◆ Material provided ◆

☆ ☆ ☆

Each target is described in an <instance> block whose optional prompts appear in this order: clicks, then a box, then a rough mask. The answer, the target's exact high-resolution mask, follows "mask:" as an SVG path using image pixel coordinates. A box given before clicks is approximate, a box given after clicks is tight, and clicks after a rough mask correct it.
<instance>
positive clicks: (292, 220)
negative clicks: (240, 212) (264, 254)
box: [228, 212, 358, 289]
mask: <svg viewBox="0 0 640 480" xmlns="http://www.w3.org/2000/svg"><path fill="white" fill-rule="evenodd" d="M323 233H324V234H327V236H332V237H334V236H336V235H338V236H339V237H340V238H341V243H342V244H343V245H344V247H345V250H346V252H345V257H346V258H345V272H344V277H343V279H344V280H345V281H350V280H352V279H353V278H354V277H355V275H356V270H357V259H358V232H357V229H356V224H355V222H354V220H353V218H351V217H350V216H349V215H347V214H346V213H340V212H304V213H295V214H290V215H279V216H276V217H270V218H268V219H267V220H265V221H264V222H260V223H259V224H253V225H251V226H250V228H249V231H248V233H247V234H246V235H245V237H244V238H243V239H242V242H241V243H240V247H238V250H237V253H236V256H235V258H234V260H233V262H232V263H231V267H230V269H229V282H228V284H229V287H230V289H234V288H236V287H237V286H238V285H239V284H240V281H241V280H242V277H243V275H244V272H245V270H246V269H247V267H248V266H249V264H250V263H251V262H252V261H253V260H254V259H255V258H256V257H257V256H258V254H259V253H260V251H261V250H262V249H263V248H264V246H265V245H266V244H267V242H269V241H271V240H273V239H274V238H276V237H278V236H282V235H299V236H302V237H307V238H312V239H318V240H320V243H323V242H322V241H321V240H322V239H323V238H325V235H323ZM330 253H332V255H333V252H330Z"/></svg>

☆ ☆ ☆

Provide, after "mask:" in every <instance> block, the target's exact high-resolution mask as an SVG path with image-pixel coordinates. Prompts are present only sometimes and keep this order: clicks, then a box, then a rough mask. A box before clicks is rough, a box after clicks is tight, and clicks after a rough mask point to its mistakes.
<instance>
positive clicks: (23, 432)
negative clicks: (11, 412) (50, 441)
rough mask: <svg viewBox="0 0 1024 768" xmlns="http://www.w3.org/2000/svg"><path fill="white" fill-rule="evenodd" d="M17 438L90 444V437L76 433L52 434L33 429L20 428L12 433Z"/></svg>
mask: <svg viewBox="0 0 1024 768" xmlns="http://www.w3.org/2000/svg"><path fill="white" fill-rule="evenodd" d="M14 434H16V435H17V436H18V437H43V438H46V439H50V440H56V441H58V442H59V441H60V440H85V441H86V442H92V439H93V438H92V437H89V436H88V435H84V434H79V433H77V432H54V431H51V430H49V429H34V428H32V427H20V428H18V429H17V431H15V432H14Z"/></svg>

☆ ☆ ☆

◆ Exercise goal ◆
Turn the record lines into a Markdown table with the columns Entry and Text. Begin at the line that contains "Each target is", stop after the line that contains "box: [228, 212, 358, 289]", number each line in Entry, and leave out blank lines.

◆ Answer space ◆
| Entry | Text |
|---|---|
| 1 | Each target is described in an <instance> block whose optional prompts appear in this order: clicks, then a box, then a rough mask. The answer, the target's exact high-resolution mask, follows "mask:" as an SVG path using image pixel coordinates. A box given before clicks is approximate, a box given after clicks is tight, and clicks after a rough mask correct it. |
| 2 | <instance> |
| 3 | positive clicks: (292, 220) |
| 4 | negative clicks: (240, 212) (264, 254) |
| 5 | box: [228, 212, 358, 289] |